++++ GIVEN ENTRIES

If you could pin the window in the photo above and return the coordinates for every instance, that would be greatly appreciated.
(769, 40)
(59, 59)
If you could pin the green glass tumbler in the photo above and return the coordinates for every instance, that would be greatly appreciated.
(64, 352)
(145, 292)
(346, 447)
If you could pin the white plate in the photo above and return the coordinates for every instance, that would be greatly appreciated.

++++++++
++++ GIVEN ENTRIES

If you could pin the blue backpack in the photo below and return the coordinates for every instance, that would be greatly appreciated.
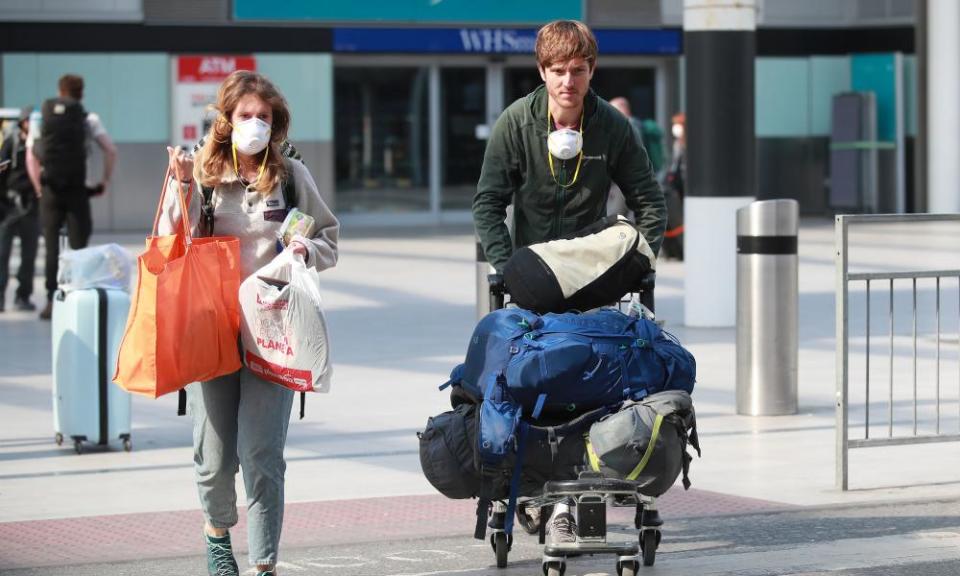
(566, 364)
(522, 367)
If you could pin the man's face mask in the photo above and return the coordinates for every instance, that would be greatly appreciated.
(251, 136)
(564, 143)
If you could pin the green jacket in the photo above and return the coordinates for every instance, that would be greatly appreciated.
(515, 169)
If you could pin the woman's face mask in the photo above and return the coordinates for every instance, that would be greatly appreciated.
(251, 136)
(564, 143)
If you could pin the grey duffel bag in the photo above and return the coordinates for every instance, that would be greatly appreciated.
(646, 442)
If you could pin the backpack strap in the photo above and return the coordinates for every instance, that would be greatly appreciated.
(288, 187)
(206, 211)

++++++++

Rescale the entries starting at the line that contains "If you could pin the window" and ending at the line that contains "If you could pin the white". Rewrite only those lines, including the requests, and multiply every coordinate in the answers by 1.75, rounding to whole numbers with halves rounded up.

If you could pin the window in the photo above and return the coordinates for every instance, that would be greatly appreciated.
(1346, 70)
(103, 103)
If you could pin the green glass tumbler in the photo above and return the coordinates for every instance, that would be greatly appreciated.
(112, 616)
(254, 511)
(606, 782)
If you could pin the white plate in the photo above and return the coordinates for every instance, that would be greatly appreciated.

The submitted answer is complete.